** ASSIGNMENT **
Retype each line below precisely and omit all images.

___ TASK MATERIAL ___

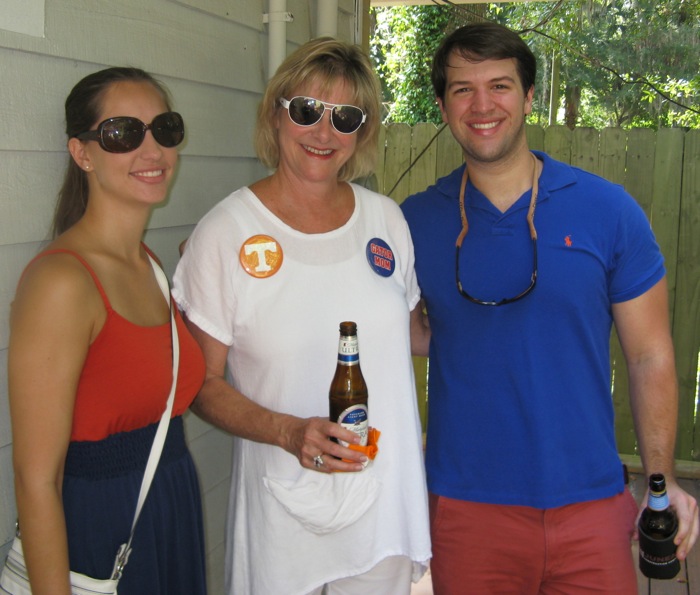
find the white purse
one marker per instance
(14, 579)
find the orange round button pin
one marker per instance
(261, 256)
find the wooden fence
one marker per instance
(661, 169)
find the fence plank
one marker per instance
(639, 166)
(535, 137)
(397, 159)
(584, 149)
(611, 165)
(686, 327)
(424, 158)
(557, 143)
(666, 199)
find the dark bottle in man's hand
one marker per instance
(658, 526)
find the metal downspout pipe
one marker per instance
(327, 18)
(277, 18)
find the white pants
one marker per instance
(392, 576)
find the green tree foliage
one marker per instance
(405, 39)
(630, 63)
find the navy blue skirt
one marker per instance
(101, 484)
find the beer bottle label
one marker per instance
(355, 419)
(348, 352)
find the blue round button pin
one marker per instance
(380, 257)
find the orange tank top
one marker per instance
(127, 374)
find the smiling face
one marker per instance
(315, 153)
(140, 176)
(485, 108)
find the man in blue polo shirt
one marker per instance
(527, 489)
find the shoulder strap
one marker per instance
(161, 432)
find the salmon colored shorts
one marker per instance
(497, 549)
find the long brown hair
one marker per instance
(83, 107)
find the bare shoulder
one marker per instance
(56, 284)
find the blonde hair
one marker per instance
(324, 61)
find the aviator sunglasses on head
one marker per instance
(124, 133)
(307, 111)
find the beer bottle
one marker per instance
(348, 392)
(658, 526)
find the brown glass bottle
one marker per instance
(658, 526)
(348, 395)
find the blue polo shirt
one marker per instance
(520, 407)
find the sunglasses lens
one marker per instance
(305, 111)
(168, 129)
(347, 118)
(121, 135)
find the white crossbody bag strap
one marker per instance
(161, 432)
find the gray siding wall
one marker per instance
(212, 54)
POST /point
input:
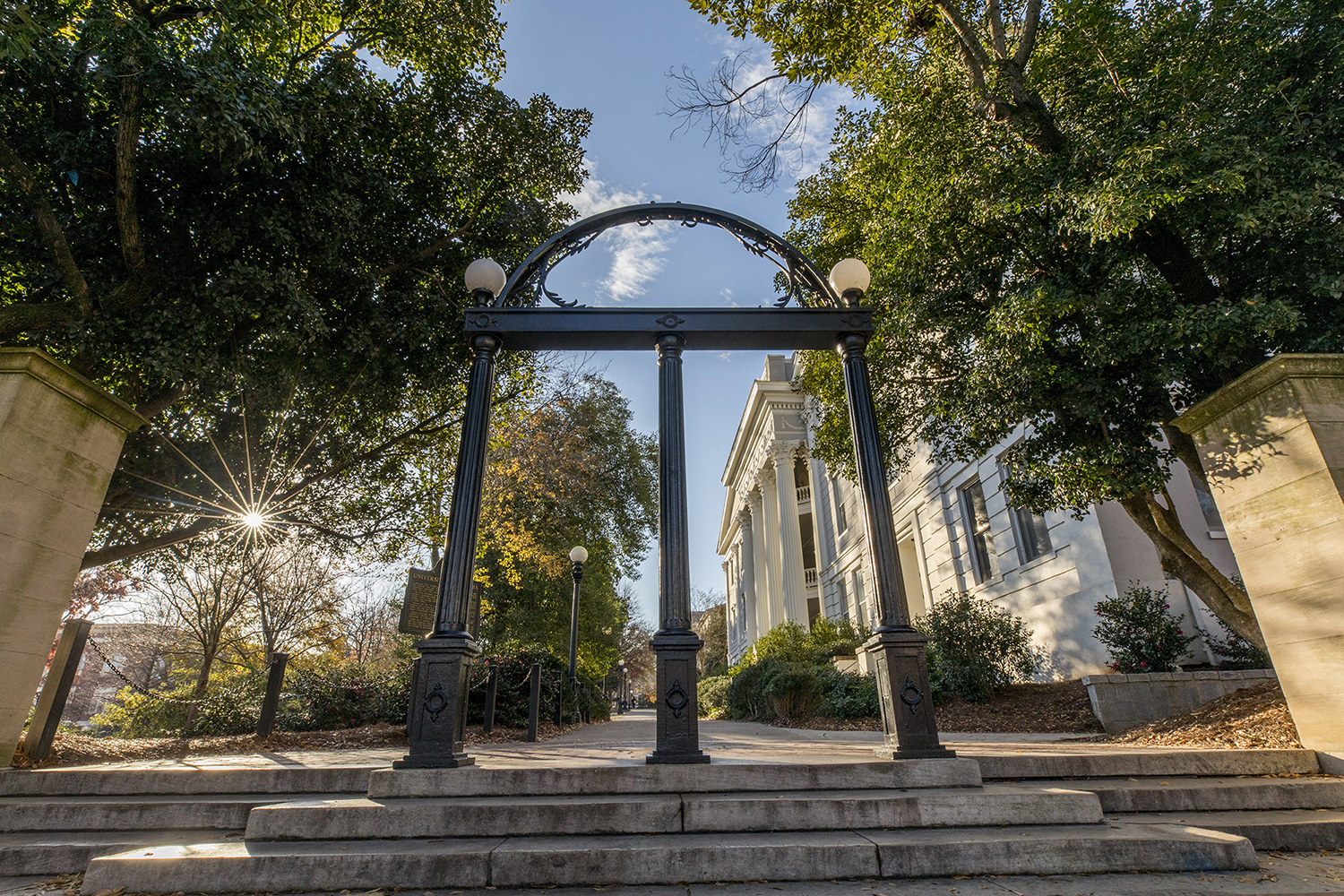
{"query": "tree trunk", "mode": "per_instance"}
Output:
(1180, 557)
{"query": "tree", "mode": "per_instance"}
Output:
(225, 215)
(1082, 218)
(564, 469)
(295, 598)
(203, 599)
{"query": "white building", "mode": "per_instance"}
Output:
(793, 540)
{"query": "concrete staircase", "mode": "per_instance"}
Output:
(475, 826)
(56, 821)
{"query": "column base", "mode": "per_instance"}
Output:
(438, 704)
(905, 694)
(677, 727)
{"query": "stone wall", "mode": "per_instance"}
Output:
(1124, 702)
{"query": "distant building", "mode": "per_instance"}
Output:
(140, 650)
(793, 540)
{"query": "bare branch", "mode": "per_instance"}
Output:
(51, 233)
(762, 120)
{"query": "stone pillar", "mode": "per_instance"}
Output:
(795, 602)
(749, 592)
(674, 643)
(774, 568)
(1271, 444)
(902, 668)
(61, 438)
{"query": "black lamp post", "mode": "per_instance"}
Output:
(577, 556)
(900, 649)
(620, 694)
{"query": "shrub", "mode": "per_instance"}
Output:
(1142, 633)
(793, 692)
(975, 648)
(712, 694)
(1236, 651)
(849, 694)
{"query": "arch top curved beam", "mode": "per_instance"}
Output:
(808, 287)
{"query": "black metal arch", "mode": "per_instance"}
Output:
(798, 271)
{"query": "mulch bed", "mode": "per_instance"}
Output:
(1253, 718)
(80, 750)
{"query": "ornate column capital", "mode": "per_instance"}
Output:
(782, 452)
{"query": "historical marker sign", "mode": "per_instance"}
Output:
(421, 602)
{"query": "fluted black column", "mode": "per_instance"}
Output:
(674, 643)
(438, 694)
(902, 667)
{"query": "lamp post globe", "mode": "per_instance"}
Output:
(849, 279)
(486, 276)
(578, 555)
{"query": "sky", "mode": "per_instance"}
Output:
(612, 56)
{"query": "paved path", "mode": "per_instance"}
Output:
(626, 739)
(1281, 874)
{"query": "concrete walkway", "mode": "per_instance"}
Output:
(626, 739)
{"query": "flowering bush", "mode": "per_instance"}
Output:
(1142, 632)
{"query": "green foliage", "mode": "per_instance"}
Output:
(282, 276)
(1236, 651)
(712, 692)
(792, 689)
(790, 642)
(1140, 630)
(1083, 234)
(975, 648)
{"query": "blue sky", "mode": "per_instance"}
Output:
(612, 56)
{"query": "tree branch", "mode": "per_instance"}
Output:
(128, 145)
(1031, 18)
(50, 228)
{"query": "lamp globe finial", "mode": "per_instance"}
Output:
(486, 274)
(849, 274)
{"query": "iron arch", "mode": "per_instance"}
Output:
(808, 287)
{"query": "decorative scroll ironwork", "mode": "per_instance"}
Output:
(806, 285)
(435, 702)
(910, 694)
(677, 699)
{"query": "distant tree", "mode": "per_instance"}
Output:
(225, 215)
(1083, 217)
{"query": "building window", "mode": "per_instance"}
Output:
(841, 522)
(1032, 533)
(978, 528)
(841, 599)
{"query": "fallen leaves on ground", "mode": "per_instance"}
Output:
(1253, 718)
(81, 750)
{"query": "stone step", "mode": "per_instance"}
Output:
(73, 782)
(1292, 829)
(659, 858)
(668, 813)
(475, 780)
(1211, 794)
(69, 853)
(1147, 763)
(214, 812)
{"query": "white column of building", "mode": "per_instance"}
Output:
(793, 600)
(771, 513)
(747, 576)
(758, 619)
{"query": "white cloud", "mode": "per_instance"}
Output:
(637, 253)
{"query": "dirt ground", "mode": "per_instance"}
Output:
(1249, 719)
(78, 750)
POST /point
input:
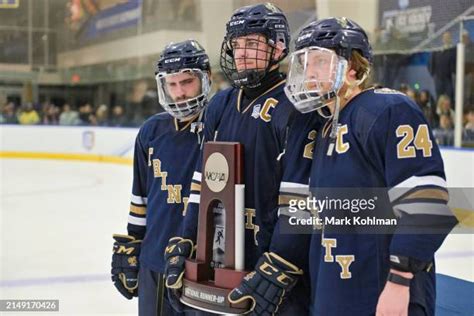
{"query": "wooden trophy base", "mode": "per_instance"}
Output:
(209, 298)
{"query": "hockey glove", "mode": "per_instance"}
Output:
(125, 265)
(267, 285)
(176, 253)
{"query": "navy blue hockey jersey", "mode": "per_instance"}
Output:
(165, 155)
(262, 127)
(383, 141)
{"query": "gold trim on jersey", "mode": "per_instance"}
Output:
(326, 128)
(239, 97)
(139, 210)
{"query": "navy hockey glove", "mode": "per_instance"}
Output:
(267, 285)
(176, 253)
(125, 265)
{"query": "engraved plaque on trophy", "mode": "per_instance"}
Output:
(219, 264)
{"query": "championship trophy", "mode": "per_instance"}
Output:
(207, 283)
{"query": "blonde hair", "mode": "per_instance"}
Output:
(362, 66)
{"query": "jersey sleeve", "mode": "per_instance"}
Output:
(401, 145)
(292, 243)
(138, 204)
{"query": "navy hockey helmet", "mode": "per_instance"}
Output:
(262, 19)
(340, 34)
(177, 56)
(182, 77)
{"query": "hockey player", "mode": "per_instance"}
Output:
(257, 114)
(166, 150)
(376, 138)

___

** THE COMPLETED TASK **
find the white purse
one marker per instance
(14, 579)
find the orange round button pin
one marker per instance
(261, 256)
find the wooden fence
one marker per instance
(661, 169)
find the fence plank
one marker per instance
(639, 166)
(535, 137)
(397, 159)
(584, 149)
(611, 165)
(686, 327)
(424, 158)
(557, 143)
(666, 199)
find the dark bottle in man's hand
one marker per instance
(658, 526)
find the metal downspout pipe
one marker per instance
(327, 18)
(277, 18)
find the white pants
one marker per instance
(392, 576)
find the green tree foliage
one marker per instance
(405, 39)
(630, 63)
find the navy blue skirt
one marker per instance
(101, 484)
find the beer bottle label
one marker per instance
(355, 419)
(348, 352)
find the blue round button pin
one marker per instance
(380, 257)
find the orange tank top
one marker per instance
(127, 374)
find the smiling face
one marker per instance
(315, 153)
(140, 176)
(485, 108)
find the man in blue polo shirt
one marker per instance
(527, 489)
find the shoulder strap
one marker per instance
(161, 432)
find the salmon colored shorts
one marker per instance
(497, 549)
find the long brown hair
one marker per instance
(83, 107)
find the bare shoulder
one marker per instance
(56, 284)
find the blonde hair
one marker per instance
(324, 61)
find the aviator sunglasses on head
one marker per instance
(124, 133)
(307, 111)
find the beer bottle
one marker per instance
(348, 392)
(658, 526)
find the brown glass bottle
one marker per instance
(658, 526)
(348, 395)
find the blue polo shirt
one marker per instance
(520, 407)
find the sunglasses lens
one marker per instance
(305, 111)
(168, 129)
(347, 118)
(121, 135)
find the white crossbody bag strap
one marker per instance
(161, 432)
find the gray siding wall
one marker per instance
(212, 54)
POST /point
input:
{"query": "tree trunk", "mode": "per_instance"}
Output:
(1180, 557)
{"query": "tree", "mode": "per_instance"}
Output:
(225, 215)
(1082, 218)
(564, 469)
(295, 598)
(203, 599)
{"query": "white building", "mode": "per_instance"}
Output:
(793, 540)
{"query": "concrete staircase", "mode": "per_instance"}
Output:
(475, 826)
(56, 821)
{"query": "column base", "mode": "per_instance"}
Output:
(438, 704)
(905, 694)
(677, 727)
{"query": "stone wall", "mode": "per_instance"}
Output:
(1124, 702)
{"query": "distant building", "mode": "per_instance"}
Output:
(140, 650)
(793, 540)
{"query": "bare branch", "mode": "per_instance"}
Output:
(51, 233)
(762, 120)
{"query": "stone pillar", "mode": "per_instance"}
Output:
(795, 602)
(749, 592)
(674, 643)
(774, 568)
(1271, 444)
(902, 668)
(61, 438)
{"query": "black lamp post", "mode": "per_instance"}
Output:
(577, 556)
(900, 649)
(620, 694)
{"query": "shrub", "mode": "per_instance"}
Output:
(1142, 633)
(793, 692)
(975, 648)
(712, 694)
(1236, 651)
(849, 694)
{"query": "arch top curved beam", "mode": "per_instance"}
Output:
(808, 287)
{"query": "black metal arch", "mode": "per_instance"}
Output:
(798, 271)
{"query": "mulch bed", "mode": "per_instance"}
Output:
(1253, 718)
(80, 750)
{"query": "ornate column capital", "mode": "per_instance"}
Output:
(782, 452)
{"query": "historical marker sign", "mode": "per_instance"}
Output:
(421, 602)
{"query": "fluted black column", "mode": "per_instance"}
Output:
(674, 643)
(438, 694)
(902, 667)
{"query": "lamp post globe", "mode": "per_instance"}
Output:
(849, 279)
(486, 276)
(578, 555)
{"query": "sky", "mode": "per_instance"}
Output:
(612, 56)
{"query": "paved path", "mode": "per_instance"}
Output:
(626, 739)
(1281, 874)
{"query": "concrete walkway", "mode": "per_instance"}
Output:
(626, 739)
{"query": "flowering bush", "mode": "per_instance"}
Output:
(1142, 632)
{"query": "green foliage", "mode": "per_instance"}
Output:
(282, 276)
(1236, 651)
(712, 692)
(792, 689)
(790, 642)
(1140, 630)
(1083, 234)
(975, 648)
{"query": "blue sky", "mode": "per_instance"}
Output:
(612, 56)
{"query": "tree branch", "mode": "per_instance"}
Output:
(128, 145)
(1031, 18)
(50, 228)
{"query": "lamp globe finial", "mode": "per_instance"}
Output:
(486, 274)
(849, 274)
{"query": "iron arch", "mode": "per_instance"}
Output:
(808, 287)
{"query": "decorative scroll ironwork", "mode": "per_instance"}
Output:
(806, 285)
(435, 702)
(910, 694)
(677, 699)
{"query": "distant tree", "mode": "per_instance"}
Output:
(225, 215)
(1083, 217)
{"query": "building window", "mode": "per_instance"}
Output:
(841, 522)
(1032, 533)
(978, 528)
(841, 599)
{"query": "fallen leaves on ground", "mode": "per_instance"}
Output:
(1253, 718)
(81, 750)
{"query": "stone step", "mode": "per_instance"}
Output:
(73, 782)
(1292, 829)
(659, 858)
(668, 813)
(475, 780)
(1211, 794)
(69, 853)
(1147, 763)
(214, 812)
{"query": "white column of building", "mode": "per_instance"}
Output:
(793, 600)
(771, 513)
(747, 576)
(758, 619)
{"query": "white cloud", "mode": "per_instance"}
Output:
(637, 253)
{"query": "dirt ground", "mode": "per_instance"}
Output:
(1249, 719)
(78, 750)
POST /point
input:
{"query": "wooden trophy base", "mode": "per_instance"}
Output:
(209, 298)
{"query": "hockey glove", "mode": "per_instance"}
Output:
(125, 265)
(267, 285)
(176, 253)
{"query": "navy blue hockey jersey", "mode": "per_instance"}
Output:
(165, 155)
(262, 127)
(383, 141)
{"query": "gold trim on jersey", "mode": "per_instance"}
Output:
(326, 128)
(239, 97)
(139, 210)
{"query": "navy hockey glove", "mode": "per_instance"}
Output:
(267, 285)
(176, 253)
(125, 265)
{"query": "engraved plaque on trophy", "mode": "per_instance"}
Output:
(219, 264)
{"query": "championship trophy", "mode": "per_instance"}
Output:
(207, 283)
{"query": "blonde hair", "mode": "per_instance"}
Output:
(362, 66)
{"query": "jersey sleeve", "mode": "per_instance"}
Output:
(401, 145)
(292, 243)
(138, 204)
{"query": "navy hockey helmet", "mode": "per_instance"}
Output:
(262, 19)
(340, 34)
(177, 56)
(182, 77)
{"query": "hockey player", "mode": "per_instance"}
Output:
(257, 114)
(166, 150)
(376, 138)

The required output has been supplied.